What you are asked to do
May I have the line containing "ornament in the photo above." and every line after it through the end of the data, repeated exactly and with no other lines?
Data excerpts START
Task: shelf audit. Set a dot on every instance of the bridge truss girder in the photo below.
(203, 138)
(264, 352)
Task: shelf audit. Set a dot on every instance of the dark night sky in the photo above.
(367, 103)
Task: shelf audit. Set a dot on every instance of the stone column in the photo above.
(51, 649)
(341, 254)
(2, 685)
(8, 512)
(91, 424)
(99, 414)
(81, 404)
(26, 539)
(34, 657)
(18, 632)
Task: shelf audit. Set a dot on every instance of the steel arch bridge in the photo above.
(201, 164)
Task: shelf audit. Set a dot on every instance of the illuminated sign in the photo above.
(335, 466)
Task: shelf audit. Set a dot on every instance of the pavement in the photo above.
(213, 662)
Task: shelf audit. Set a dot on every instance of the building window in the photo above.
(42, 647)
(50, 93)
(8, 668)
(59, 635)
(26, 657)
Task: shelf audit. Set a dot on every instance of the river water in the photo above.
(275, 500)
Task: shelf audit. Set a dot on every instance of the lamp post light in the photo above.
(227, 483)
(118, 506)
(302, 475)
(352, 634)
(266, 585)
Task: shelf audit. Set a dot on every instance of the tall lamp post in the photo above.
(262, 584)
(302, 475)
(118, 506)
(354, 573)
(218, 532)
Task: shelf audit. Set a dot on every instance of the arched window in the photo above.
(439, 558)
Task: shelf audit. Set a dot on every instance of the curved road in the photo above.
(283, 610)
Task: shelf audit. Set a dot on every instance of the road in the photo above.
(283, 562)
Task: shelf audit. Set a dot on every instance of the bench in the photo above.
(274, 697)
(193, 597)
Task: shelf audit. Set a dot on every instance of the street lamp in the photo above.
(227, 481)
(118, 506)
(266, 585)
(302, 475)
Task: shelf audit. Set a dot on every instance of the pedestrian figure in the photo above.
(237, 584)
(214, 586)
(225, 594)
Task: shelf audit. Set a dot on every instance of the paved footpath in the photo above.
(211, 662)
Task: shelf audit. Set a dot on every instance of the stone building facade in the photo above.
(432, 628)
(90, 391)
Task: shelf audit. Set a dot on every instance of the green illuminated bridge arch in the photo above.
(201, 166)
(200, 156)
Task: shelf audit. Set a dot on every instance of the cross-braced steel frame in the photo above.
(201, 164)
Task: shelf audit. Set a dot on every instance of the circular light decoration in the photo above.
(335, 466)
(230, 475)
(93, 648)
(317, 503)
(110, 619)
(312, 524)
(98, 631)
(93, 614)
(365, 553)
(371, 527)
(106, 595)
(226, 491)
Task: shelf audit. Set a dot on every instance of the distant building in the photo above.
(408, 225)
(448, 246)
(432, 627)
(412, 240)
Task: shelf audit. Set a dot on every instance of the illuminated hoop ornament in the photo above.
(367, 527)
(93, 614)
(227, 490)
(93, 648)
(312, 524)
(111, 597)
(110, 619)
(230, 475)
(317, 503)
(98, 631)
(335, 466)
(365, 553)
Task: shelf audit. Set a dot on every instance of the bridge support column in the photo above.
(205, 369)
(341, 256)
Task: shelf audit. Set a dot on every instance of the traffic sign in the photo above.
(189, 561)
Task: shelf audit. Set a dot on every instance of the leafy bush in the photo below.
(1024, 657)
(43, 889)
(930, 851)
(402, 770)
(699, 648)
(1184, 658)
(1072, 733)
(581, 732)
Data excerpts END
Answer section
Task: shelf audit. Set a dot on every instance of the illuminated hoop ornament in the photo above.
(367, 527)
(93, 614)
(227, 490)
(93, 648)
(312, 524)
(111, 597)
(110, 619)
(230, 475)
(317, 503)
(98, 631)
(335, 466)
(365, 553)
Task: shelf audit. Set a dot on every instance of the bridge support column in the photo above.
(205, 369)
(341, 256)
Task: shelf audit. Set a dot on every instance of the traffic sign in the photo above.
(189, 561)
Task: shelf audit. Set a dot on every instance of the leafy bush in the photo below.
(1024, 657)
(43, 889)
(930, 851)
(402, 770)
(699, 648)
(1184, 658)
(1072, 733)
(581, 732)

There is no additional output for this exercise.